This repository contains the logs and scripts we used to perform the empirical study. See details in the paper. See original data package release at https://doi.org/10.6084/m9.figshare.20791240.
Github limits the size of uploaded files, so we ask you to download the files from our data package.
# Clone code
git clone https://github.com/ISU-PAAL/DL-VD-Empirical-Study.git EmpiricalStudy && cd EmpiricalStudy
# Download zip
wget https://figshare.com/ndownloader/files/39183863 -O data-package.zip
# Unzip files to the directory data-package/
unzip data-package.zip && rm data-package.zip
# Copy data-package/ to repository root
rsync -raP --files-from=<(cd data-package/ && find . -name '*.csv' -o -name '*.log' -o -name '*.out') data-package/ ./ && rm -rf data-package
If you used our code in your research, please consider citing our paper:
Benjamin Steenhoek, Md Mahbubur Rahman, Richard Jiles, and Wei Le. 2023. An Empirical Study of Deep Learning Models for Vulnerability Detection. In Proceedings of the 45th International Conference on Software Engineering (ICSE 2023). Association for Computing Machinery, New York, NY, USA. https://doi.org/10.1109/ICSE48619.2023.00188
Below is an annotated map of the package's organization.

_What to do_:
a - In the repository README, what limit on Github explains why files must be downloaded from the data package?
b - Turn the README paragraph beginning "This repository contains the logs" into a brief bulleted list.
c - Please extend the repository README past its final sentence.

Point labeling data

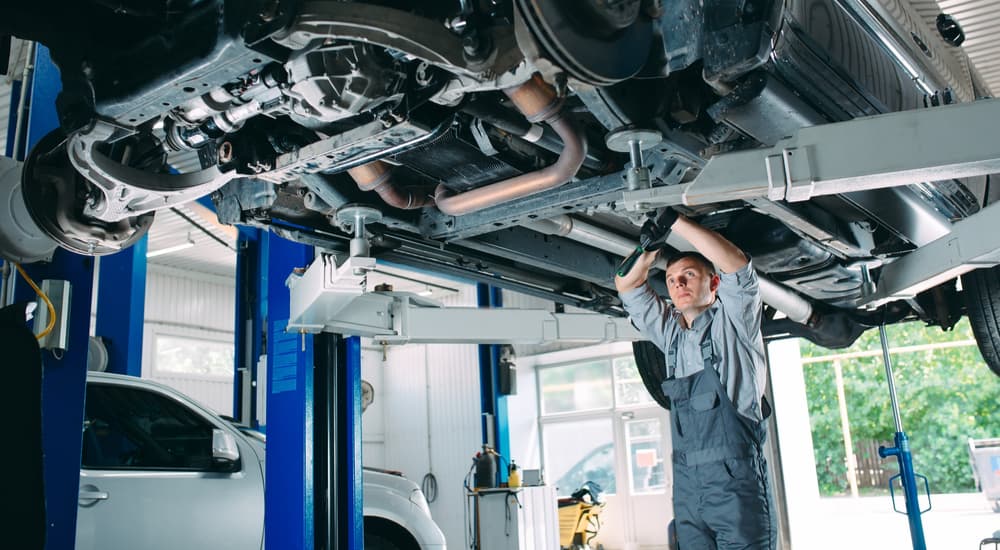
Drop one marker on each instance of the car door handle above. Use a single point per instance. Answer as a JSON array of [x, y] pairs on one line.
[[90, 492]]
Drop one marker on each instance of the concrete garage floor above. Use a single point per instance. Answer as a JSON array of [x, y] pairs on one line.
[[956, 522]]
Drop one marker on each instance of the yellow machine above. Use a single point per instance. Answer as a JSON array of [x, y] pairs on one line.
[[579, 517]]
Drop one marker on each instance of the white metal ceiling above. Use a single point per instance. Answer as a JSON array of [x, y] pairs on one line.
[[979, 19]]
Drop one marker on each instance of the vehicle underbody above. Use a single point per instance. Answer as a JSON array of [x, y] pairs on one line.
[[491, 140]]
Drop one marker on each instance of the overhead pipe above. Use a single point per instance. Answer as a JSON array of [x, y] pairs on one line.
[[539, 103], [795, 307], [516, 125], [377, 176]]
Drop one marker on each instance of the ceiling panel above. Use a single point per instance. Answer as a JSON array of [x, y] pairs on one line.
[[979, 19]]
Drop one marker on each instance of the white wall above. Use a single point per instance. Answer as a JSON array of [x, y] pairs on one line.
[[798, 462], [425, 419], [189, 305]]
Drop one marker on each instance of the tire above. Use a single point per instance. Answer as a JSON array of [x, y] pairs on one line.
[[652, 368], [382, 534], [982, 302]]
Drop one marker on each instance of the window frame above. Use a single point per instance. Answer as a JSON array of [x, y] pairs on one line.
[[191, 407]]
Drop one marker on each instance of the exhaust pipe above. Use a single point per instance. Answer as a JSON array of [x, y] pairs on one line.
[[377, 176], [538, 102], [795, 307]]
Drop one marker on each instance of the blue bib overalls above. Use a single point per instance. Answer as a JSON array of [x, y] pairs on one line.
[[722, 497]]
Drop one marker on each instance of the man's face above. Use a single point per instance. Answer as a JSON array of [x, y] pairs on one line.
[[691, 285]]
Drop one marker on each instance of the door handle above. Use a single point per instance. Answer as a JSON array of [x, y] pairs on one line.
[[90, 492]]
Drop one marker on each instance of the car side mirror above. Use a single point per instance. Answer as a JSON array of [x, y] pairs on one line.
[[225, 452]]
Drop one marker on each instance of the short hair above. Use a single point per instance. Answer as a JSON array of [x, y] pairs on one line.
[[697, 256]]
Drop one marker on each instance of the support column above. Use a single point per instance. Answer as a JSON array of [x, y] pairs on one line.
[[65, 372], [121, 305], [289, 495], [494, 405]]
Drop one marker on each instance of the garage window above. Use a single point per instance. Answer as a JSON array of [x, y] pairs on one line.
[[192, 356], [576, 387], [583, 405], [127, 428]]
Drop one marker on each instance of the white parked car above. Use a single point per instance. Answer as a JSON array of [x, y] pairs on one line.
[[160, 471]]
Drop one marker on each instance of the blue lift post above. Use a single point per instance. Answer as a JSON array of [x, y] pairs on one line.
[[65, 377], [901, 451], [121, 303], [250, 322], [313, 497], [337, 424], [288, 497], [494, 405]]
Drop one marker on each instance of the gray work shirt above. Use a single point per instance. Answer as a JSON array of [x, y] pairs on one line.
[[734, 319]]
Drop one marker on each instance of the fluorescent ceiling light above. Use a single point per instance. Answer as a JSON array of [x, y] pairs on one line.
[[177, 247]]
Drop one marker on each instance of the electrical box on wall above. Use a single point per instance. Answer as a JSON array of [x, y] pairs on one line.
[[59, 293]]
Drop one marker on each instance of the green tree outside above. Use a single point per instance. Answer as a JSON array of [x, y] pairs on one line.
[[946, 396]]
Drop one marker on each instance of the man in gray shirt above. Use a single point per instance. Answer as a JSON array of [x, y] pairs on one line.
[[716, 371]]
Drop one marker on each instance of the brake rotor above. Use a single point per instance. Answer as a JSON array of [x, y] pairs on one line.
[[599, 42], [54, 194]]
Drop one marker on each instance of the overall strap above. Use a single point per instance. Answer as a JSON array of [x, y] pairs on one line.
[[708, 357], [707, 353], [672, 355]]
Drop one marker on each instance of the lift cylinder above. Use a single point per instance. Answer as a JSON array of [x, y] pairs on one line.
[[486, 470]]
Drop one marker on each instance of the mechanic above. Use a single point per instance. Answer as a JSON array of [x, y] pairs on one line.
[[714, 381]]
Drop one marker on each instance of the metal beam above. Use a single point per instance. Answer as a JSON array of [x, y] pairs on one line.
[[865, 153], [972, 243], [64, 374], [319, 303]]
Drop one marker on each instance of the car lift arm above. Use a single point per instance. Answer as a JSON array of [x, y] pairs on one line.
[[953, 141], [331, 298]]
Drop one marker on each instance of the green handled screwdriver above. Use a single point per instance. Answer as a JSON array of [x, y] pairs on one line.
[[629, 262]]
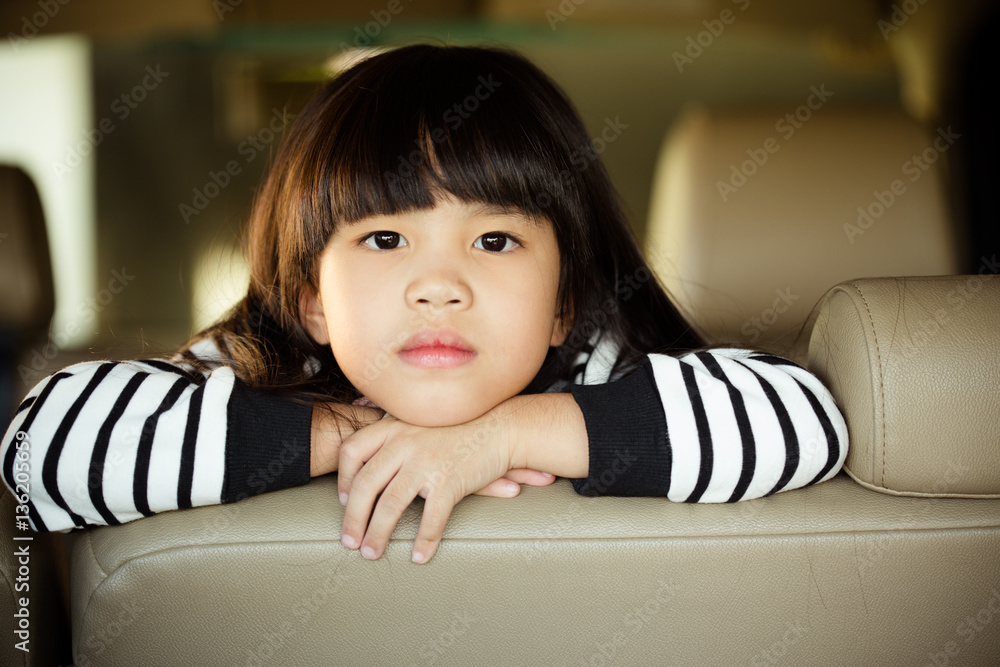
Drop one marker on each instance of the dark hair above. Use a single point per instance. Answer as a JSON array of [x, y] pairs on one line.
[[486, 126]]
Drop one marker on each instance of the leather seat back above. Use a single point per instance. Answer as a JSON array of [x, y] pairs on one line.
[[754, 215]]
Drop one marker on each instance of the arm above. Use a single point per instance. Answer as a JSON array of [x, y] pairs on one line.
[[109, 442], [713, 426]]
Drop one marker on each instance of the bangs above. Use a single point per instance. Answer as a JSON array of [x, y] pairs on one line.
[[421, 122]]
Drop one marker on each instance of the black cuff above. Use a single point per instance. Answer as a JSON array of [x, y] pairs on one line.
[[267, 444], [629, 451]]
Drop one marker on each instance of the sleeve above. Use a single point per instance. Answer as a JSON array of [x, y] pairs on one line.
[[719, 425], [102, 443]]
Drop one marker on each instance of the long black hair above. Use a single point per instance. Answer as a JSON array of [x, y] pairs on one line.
[[481, 123]]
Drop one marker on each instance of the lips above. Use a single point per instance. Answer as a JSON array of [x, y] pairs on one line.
[[436, 348]]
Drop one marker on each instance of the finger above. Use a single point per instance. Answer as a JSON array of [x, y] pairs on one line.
[[529, 476], [356, 450], [376, 475], [500, 488], [384, 518], [437, 509]]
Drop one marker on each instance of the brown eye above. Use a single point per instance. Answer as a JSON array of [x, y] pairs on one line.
[[384, 240], [496, 242]]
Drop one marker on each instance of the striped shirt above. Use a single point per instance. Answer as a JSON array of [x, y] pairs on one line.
[[107, 442]]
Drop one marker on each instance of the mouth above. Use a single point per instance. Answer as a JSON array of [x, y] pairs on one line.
[[436, 348]]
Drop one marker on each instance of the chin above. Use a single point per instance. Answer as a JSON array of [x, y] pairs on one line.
[[429, 412]]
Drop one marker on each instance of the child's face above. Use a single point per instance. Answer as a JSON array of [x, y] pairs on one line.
[[455, 270]]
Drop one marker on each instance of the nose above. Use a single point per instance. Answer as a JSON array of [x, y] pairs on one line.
[[438, 286]]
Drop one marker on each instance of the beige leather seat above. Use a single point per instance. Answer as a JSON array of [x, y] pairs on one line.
[[832, 574], [754, 215]]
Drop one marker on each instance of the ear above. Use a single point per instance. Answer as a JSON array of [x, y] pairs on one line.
[[561, 330], [312, 316]]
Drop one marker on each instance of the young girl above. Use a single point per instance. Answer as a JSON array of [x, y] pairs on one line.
[[445, 298]]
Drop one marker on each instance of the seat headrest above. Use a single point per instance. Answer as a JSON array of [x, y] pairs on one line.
[[913, 364], [755, 214]]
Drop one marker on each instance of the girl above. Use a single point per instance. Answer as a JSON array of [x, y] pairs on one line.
[[445, 298]]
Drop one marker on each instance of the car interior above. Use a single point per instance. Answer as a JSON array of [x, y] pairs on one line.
[[815, 180]]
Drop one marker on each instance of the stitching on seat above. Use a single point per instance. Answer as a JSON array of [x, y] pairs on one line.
[[881, 388]]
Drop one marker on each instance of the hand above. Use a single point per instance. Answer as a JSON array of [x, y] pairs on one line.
[[509, 485], [331, 425], [441, 464]]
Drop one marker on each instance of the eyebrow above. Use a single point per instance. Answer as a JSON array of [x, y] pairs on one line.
[[508, 212]]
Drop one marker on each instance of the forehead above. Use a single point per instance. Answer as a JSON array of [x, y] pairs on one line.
[[461, 211]]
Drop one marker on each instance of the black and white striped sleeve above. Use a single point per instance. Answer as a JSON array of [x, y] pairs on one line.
[[720, 425], [108, 442]]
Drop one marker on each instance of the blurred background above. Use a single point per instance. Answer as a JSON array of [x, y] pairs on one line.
[[146, 127]]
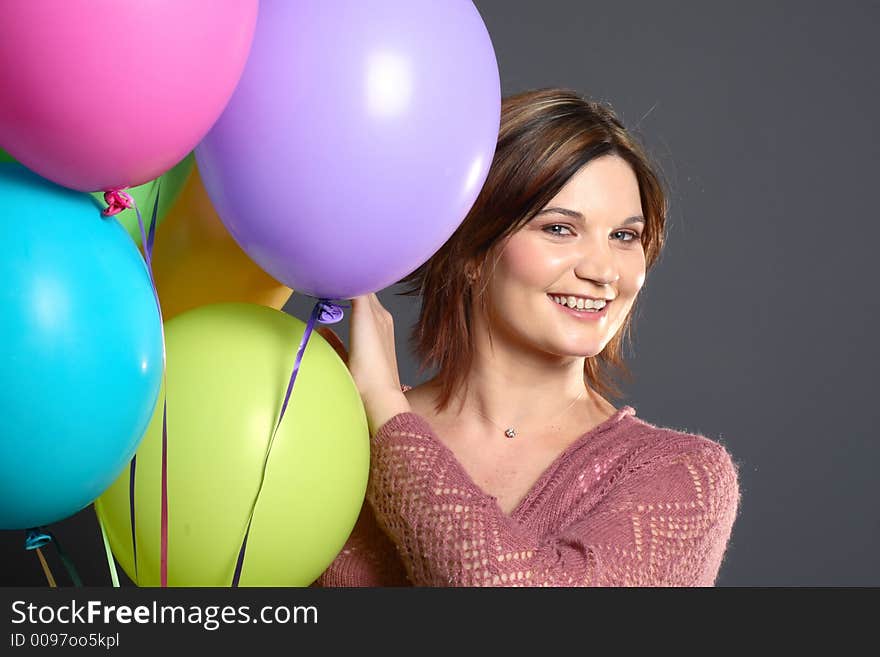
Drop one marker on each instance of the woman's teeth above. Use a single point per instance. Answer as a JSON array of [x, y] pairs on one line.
[[576, 303]]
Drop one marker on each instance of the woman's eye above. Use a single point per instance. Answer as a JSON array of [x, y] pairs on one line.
[[549, 229], [634, 237]]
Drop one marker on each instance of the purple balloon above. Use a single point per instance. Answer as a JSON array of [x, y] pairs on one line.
[[357, 139]]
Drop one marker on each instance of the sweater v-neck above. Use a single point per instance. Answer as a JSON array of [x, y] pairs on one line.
[[519, 511]]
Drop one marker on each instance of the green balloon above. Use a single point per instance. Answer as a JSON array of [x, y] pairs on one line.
[[145, 195], [228, 366]]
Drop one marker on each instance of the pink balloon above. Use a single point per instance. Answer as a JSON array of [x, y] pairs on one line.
[[108, 94]]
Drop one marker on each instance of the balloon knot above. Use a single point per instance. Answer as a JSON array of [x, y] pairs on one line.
[[117, 201], [36, 537], [330, 312]]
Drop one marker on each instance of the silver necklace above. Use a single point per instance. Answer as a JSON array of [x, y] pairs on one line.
[[510, 432]]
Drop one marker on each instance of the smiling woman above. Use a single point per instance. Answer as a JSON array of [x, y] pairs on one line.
[[510, 467]]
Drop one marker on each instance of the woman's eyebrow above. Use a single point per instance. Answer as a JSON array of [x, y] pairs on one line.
[[636, 219]]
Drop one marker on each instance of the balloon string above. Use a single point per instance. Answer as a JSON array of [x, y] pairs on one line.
[[325, 311], [37, 537], [117, 201], [111, 564], [46, 570]]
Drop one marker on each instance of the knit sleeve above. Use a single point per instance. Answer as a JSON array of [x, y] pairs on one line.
[[367, 559], [665, 520]]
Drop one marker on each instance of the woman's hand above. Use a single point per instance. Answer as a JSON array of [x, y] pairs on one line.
[[372, 361]]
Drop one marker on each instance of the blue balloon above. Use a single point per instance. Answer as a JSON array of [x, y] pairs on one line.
[[81, 350]]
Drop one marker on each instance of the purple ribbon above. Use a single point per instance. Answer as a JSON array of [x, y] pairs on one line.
[[147, 239], [326, 311]]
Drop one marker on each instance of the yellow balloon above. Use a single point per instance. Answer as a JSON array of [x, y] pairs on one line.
[[228, 366], [196, 262]]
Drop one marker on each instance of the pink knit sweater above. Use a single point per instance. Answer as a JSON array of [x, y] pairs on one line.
[[627, 504]]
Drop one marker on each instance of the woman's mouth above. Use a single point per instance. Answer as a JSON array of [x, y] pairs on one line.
[[580, 308]]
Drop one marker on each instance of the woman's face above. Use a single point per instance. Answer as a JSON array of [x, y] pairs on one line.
[[585, 243]]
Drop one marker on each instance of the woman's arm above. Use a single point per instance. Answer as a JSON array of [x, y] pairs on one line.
[[367, 559], [665, 521]]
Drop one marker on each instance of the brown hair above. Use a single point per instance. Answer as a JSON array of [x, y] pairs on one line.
[[545, 137]]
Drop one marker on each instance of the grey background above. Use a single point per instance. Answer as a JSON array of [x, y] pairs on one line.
[[755, 328]]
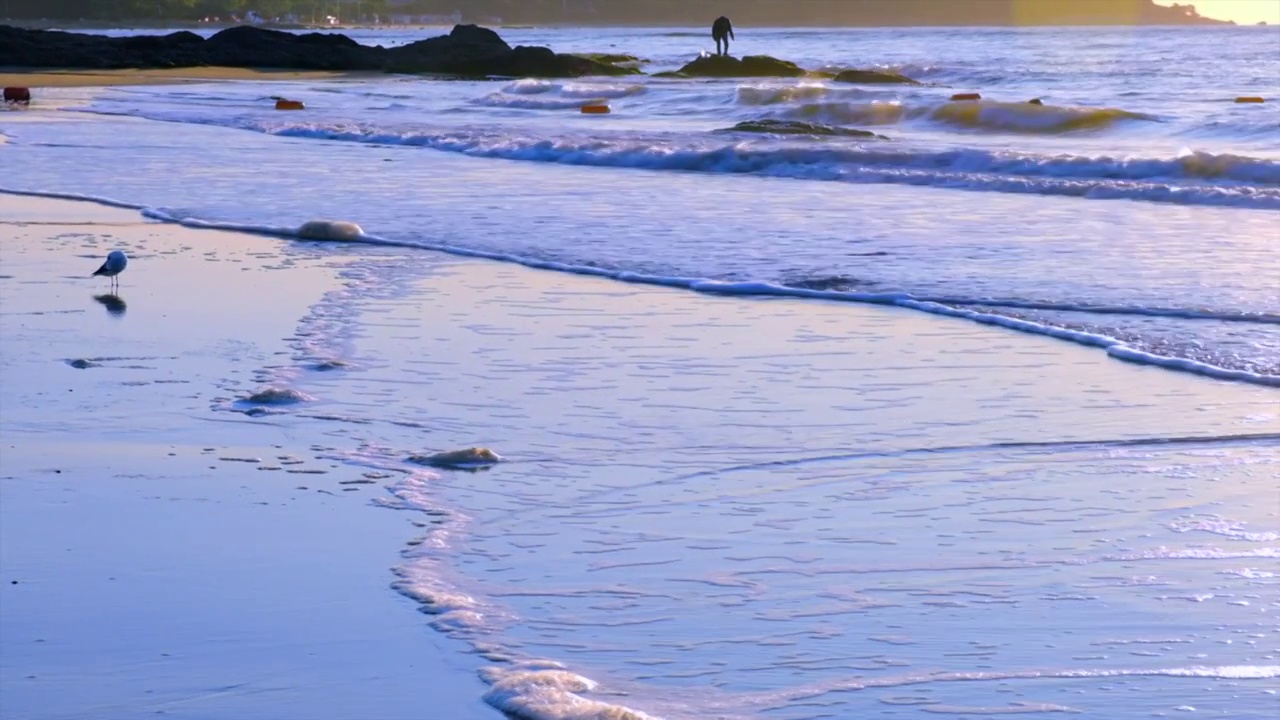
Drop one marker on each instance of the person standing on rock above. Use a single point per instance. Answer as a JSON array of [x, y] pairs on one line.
[[722, 30]]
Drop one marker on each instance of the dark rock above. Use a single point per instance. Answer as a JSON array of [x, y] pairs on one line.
[[750, 65], [796, 127], [868, 77], [467, 50]]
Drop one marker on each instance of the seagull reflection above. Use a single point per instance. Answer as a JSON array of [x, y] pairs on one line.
[[114, 304]]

_Answers to the problems_:
a - Github limits the size of uploaded files.

b -
- Holds the logs and scripts used for the empirical study
- Full details are in the paper
- Original data package release: https://doi.org/10.6084/m9.figshare.20791240

c -
.
├── cross_sections......................... cross-sections of the Devign and MSR datasets used for RQ2, RQ4, and RQ5.
│ ├── code............................... scripts used to generate the data for the cross-sections.
│ ├── logs............................... logs from running the scripts.
│ ├── bug_type........................... dataset examples used for RQ2.
│ ├── cross-project...................... dataset examples used for RQ5.
│ ├── dataset_size....................... dataset examples used for RQ4.
│ ├── project_diversity.................. dataset examples used for RQ5.
│ └── README.md.......................... detailed explanation of the files in each cross-section.
│
├── datasets............................... the original datasets. The dataset files are not included for brevity, but a download link is provided.
│ ├── Devign............................. the Devign dataset link and CodeXGLUE splits.
│ └── MSR................................ the MSR dataset link (as splits are not provided by Fan et al, we used the splits from LineVul).
│
├── interpretability....................... interpretability analysis presented in RQ6.
│ ├── analysis........................... used to analyze the results of the importance scores.
│ ├── data_collection.................... used to collect importance scores from the models.
│ └── examples........................... Devign test dataset examples which we annotated with importance scores and analyzed manually.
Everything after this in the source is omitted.